*Given data*
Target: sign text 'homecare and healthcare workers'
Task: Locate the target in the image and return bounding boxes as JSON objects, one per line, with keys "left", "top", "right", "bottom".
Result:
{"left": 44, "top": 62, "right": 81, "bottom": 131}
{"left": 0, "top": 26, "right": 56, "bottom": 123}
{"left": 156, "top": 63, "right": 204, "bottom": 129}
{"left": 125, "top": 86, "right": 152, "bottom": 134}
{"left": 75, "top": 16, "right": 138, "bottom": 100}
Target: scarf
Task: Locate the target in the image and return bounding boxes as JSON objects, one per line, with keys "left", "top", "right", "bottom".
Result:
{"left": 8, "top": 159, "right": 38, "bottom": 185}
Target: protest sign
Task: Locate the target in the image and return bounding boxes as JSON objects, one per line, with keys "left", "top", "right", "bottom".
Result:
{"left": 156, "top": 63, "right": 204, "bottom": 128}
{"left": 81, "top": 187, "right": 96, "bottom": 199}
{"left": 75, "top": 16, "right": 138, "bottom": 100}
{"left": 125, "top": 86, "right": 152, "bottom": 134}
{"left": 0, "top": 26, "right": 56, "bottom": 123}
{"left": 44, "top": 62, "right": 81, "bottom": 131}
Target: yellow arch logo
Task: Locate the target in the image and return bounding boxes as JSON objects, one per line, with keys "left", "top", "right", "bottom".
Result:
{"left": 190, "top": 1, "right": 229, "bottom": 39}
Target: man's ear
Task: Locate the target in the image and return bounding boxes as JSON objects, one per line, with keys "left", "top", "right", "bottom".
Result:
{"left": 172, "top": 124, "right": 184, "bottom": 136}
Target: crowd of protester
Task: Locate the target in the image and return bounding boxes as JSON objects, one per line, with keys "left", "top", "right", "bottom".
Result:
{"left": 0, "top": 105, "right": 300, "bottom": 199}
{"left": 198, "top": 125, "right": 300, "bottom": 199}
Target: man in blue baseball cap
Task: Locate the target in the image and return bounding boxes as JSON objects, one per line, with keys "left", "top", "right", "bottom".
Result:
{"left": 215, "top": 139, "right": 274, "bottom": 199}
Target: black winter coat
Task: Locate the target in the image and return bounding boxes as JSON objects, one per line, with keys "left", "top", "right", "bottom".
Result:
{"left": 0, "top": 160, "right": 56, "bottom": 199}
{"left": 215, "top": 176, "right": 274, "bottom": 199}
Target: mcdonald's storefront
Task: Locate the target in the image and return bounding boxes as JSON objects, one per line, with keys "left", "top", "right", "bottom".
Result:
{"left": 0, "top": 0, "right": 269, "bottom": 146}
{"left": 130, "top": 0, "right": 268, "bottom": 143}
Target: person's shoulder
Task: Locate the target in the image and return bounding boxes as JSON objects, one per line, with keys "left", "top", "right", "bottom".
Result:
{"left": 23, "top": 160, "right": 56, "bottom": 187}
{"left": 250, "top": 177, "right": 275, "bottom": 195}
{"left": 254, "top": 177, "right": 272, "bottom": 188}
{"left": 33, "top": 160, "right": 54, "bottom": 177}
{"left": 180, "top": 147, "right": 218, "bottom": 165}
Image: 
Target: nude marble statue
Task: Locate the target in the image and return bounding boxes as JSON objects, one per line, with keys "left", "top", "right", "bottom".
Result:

*Assignment*
Every line above must appear again in your reply, exactly as written.

*Answer below*
Target: sign text 'homecare and healthcare workers'
Task: Locate the target in the image and return bounding boxes as JSON objects, one per line, with keys "left", "top", "right", "bottom".
Result:
{"left": 44, "top": 62, "right": 81, "bottom": 131}
{"left": 0, "top": 26, "right": 56, "bottom": 123}
{"left": 156, "top": 63, "right": 204, "bottom": 129}
{"left": 125, "top": 86, "right": 152, "bottom": 134}
{"left": 75, "top": 16, "right": 138, "bottom": 100}
Target: scarf
Task: Locate the target in the image and return bounding boxes as JSON objects, one per line, with keys "left", "top", "right", "bottom".
Result:
{"left": 8, "top": 159, "right": 38, "bottom": 185}
Target: protest sign
Task: Locate the target in the image and return bounding boxes as JSON objects, one per line, with keys "left", "top", "right", "bottom".
Result:
{"left": 156, "top": 63, "right": 204, "bottom": 128}
{"left": 81, "top": 187, "right": 96, "bottom": 199}
{"left": 75, "top": 16, "right": 138, "bottom": 100}
{"left": 125, "top": 86, "right": 152, "bottom": 134}
{"left": 0, "top": 26, "right": 56, "bottom": 123}
{"left": 44, "top": 62, "right": 81, "bottom": 131}
Target: yellow arch logo
Task: Locate the target in the image and return bounding boxes as JSON objects, one per line, with keys "left", "top", "right", "bottom".
Result:
{"left": 190, "top": 1, "right": 229, "bottom": 39}
Target: man's ear
Task: Locate the target in the image and return bounding boxes as JSON objects, one per line, with keys "left", "top", "right", "bottom".
Result:
{"left": 172, "top": 124, "right": 184, "bottom": 136}
Target: crowd of protester
Task: Locate the target in the image and return bounding boxes as JSON objects, one per line, with keys "left", "top", "right", "bottom".
Result:
{"left": 0, "top": 105, "right": 300, "bottom": 199}
{"left": 198, "top": 125, "right": 300, "bottom": 199}
Target: man in blue baseball cap
Task: Locate the target in the image and return bounding boxes as JSON objects, one per line, with keys "left", "top", "right", "bottom".
Result:
{"left": 215, "top": 139, "right": 274, "bottom": 199}
Target: black winter coat
Task: Locate the target in the image and return bounding boxes as JSON objects, one per line, with keys "left", "top", "right", "bottom".
Result:
{"left": 0, "top": 160, "right": 56, "bottom": 199}
{"left": 215, "top": 176, "right": 274, "bottom": 199}
Target: mcdonald's storefront
Task: Locate the target in the image and return bounding boxes as JSON objects, one per line, with keys "left", "top", "right", "bottom".
Result:
{"left": 0, "top": 0, "right": 269, "bottom": 146}
{"left": 130, "top": 0, "right": 268, "bottom": 143}
Target: person's shoulder
Task: Locate the target in the image and return bounding boxes as JSON objects, one per line, with keys "left", "top", "right", "bottom".
Result:
{"left": 23, "top": 160, "right": 56, "bottom": 187}
{"left": 250, "top": 177, "right": 275, "bottom": 195}
{"left": 254, "top": 177, "right": 272, "bottom": 188}
{"left": 33, "top": 160, "right": 54, "bottom": 177}
{"left": 180, "top": 147, "right": 218, "bottom": 165}
Image: 
Target: nude marble statue
Task: Locate the target in the image and return bounding boxes as JSON objects, one per line, with keys "left", "top", "right", "bottom".
Result:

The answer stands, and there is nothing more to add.